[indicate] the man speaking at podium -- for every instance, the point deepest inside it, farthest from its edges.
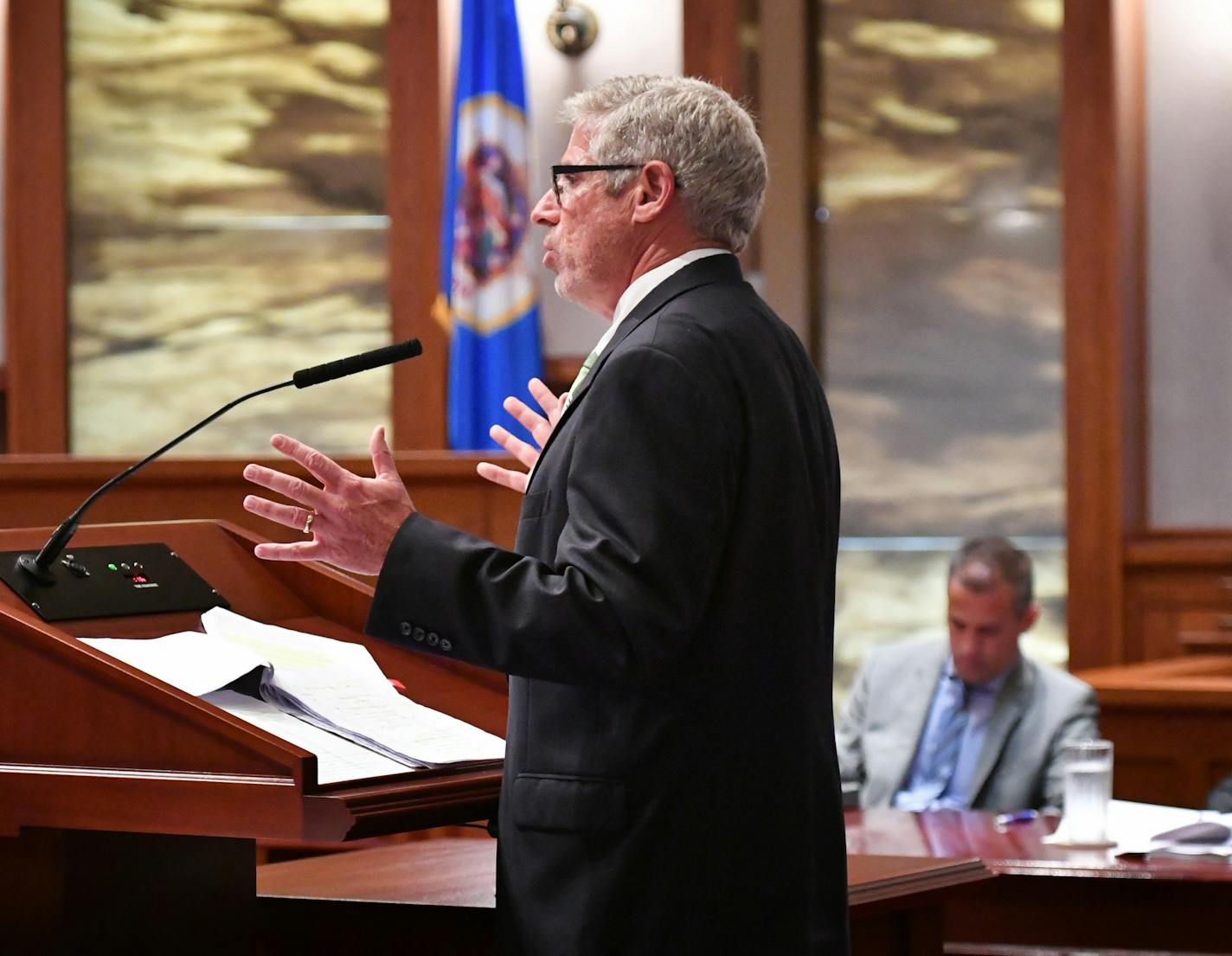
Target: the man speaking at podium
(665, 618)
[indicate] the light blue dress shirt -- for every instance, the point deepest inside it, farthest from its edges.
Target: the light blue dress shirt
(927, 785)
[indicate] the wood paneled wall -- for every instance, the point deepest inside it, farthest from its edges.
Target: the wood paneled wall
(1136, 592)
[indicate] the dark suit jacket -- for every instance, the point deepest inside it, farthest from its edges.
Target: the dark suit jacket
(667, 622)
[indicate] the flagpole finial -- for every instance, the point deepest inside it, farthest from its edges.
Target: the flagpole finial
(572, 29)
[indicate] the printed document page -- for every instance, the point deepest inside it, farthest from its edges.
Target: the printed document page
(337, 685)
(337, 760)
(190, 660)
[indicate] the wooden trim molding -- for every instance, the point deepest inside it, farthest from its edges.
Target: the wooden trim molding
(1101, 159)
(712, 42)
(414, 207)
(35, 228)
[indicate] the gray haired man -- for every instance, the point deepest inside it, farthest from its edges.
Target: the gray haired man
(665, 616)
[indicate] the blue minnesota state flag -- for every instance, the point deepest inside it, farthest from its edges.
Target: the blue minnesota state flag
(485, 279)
^^^^
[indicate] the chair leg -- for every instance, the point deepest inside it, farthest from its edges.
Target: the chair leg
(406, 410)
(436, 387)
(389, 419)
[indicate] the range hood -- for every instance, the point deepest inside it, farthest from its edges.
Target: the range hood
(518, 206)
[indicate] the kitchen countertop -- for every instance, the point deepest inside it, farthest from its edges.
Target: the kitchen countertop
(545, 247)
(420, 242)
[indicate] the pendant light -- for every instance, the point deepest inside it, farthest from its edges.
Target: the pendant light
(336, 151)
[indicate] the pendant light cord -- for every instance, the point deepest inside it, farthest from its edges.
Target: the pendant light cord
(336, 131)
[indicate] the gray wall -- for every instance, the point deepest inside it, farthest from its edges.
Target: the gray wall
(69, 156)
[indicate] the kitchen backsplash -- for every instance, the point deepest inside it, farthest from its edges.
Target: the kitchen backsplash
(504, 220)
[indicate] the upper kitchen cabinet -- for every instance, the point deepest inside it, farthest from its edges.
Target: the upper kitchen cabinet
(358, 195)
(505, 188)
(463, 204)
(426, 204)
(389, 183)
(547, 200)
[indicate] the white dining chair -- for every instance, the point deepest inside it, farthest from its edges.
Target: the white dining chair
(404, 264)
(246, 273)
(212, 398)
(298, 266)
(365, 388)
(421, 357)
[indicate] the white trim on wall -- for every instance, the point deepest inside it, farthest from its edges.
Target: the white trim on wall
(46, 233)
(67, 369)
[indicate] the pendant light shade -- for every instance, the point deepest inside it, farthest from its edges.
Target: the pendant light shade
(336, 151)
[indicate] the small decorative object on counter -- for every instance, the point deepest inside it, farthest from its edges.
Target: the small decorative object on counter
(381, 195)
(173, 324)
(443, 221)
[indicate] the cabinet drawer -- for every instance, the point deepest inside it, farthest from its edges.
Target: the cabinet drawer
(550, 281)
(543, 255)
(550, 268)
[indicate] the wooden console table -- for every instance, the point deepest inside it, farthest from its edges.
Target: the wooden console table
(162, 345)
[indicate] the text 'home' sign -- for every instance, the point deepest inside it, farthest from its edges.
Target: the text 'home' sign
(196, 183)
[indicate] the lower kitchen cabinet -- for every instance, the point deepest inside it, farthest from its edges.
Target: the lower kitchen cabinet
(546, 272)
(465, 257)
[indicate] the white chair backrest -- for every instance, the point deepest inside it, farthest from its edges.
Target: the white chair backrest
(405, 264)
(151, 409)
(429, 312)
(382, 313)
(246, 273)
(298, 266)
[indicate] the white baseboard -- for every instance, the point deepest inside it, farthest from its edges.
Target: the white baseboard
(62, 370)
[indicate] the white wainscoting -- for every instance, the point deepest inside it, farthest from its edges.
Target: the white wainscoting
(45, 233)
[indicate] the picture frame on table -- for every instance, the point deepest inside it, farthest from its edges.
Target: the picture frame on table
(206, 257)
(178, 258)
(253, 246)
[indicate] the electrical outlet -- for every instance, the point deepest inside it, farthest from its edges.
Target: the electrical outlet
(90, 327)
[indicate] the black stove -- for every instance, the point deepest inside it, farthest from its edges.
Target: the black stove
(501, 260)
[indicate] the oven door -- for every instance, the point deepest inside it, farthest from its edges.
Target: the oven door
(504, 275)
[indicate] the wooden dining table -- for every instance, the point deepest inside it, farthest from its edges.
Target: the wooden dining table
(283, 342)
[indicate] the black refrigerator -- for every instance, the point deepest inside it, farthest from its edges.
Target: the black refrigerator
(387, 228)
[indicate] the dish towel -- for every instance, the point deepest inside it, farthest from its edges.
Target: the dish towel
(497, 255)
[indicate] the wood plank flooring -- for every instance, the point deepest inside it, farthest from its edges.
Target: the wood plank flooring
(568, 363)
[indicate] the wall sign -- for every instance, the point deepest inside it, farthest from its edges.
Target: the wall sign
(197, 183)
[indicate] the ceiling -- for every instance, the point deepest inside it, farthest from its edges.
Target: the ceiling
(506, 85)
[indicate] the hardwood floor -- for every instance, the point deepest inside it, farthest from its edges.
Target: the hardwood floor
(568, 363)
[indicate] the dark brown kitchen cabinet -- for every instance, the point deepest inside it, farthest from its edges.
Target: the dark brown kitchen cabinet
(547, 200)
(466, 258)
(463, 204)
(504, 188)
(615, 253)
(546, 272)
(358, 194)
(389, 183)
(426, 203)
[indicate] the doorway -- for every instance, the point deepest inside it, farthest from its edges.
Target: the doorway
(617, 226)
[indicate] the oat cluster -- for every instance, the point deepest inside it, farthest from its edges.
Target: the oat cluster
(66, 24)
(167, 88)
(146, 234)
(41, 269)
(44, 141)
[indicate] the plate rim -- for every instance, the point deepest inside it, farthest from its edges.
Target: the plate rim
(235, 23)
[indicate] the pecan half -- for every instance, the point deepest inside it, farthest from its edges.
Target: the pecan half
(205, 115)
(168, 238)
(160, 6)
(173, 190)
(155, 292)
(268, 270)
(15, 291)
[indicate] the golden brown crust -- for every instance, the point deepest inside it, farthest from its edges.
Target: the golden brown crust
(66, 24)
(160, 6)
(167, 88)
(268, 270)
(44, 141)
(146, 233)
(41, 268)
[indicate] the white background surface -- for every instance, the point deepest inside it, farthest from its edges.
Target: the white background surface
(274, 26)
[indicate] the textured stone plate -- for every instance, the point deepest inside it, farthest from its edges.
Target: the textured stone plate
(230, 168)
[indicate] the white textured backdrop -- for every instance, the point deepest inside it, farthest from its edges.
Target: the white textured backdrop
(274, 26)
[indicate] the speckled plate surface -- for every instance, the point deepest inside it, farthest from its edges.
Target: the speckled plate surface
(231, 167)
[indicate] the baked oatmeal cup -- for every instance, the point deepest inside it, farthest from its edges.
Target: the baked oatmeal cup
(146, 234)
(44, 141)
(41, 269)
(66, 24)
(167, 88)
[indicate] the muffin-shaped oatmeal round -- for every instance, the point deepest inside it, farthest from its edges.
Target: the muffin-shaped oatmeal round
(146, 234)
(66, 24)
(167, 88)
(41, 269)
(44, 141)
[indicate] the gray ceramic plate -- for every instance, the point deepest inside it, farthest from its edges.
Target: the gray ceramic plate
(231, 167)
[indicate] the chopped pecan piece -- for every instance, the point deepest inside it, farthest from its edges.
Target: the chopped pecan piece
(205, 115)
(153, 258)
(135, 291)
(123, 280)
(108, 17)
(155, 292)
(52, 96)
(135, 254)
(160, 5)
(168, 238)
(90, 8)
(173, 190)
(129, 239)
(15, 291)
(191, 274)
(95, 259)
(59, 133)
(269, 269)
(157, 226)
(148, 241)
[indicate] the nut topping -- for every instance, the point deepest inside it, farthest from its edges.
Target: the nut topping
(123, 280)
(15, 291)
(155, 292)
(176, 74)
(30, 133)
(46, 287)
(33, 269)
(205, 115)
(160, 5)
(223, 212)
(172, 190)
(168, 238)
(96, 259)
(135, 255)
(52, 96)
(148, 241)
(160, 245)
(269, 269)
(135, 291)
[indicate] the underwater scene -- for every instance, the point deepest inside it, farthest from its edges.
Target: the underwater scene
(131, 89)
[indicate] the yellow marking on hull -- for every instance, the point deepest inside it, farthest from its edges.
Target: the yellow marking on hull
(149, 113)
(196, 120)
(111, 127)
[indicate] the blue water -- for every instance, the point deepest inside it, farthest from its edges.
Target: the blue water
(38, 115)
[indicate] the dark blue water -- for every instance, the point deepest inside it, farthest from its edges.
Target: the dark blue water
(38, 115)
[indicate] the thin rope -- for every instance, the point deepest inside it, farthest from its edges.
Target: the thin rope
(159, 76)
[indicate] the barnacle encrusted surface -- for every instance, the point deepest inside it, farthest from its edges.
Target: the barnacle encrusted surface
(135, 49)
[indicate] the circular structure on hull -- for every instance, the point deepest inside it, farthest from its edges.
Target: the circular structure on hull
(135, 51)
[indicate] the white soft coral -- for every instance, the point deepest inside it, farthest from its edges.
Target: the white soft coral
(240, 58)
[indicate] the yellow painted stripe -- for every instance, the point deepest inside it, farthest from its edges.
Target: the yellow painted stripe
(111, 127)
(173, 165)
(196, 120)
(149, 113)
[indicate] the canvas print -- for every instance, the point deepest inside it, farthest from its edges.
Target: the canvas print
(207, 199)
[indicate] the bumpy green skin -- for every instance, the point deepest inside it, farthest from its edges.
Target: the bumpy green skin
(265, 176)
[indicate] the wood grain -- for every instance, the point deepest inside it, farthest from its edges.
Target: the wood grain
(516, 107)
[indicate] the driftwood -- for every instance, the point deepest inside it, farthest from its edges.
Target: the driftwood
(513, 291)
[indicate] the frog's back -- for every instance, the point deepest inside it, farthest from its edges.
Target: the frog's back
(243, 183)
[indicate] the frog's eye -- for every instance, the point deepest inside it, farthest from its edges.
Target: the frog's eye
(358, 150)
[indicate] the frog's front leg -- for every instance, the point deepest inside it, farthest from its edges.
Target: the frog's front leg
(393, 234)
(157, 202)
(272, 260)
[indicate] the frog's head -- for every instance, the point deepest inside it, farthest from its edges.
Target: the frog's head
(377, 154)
^^^^
How many lines of the material above contain the word "range"? Matching is case-sensitive, and the reply should be the number alone.

2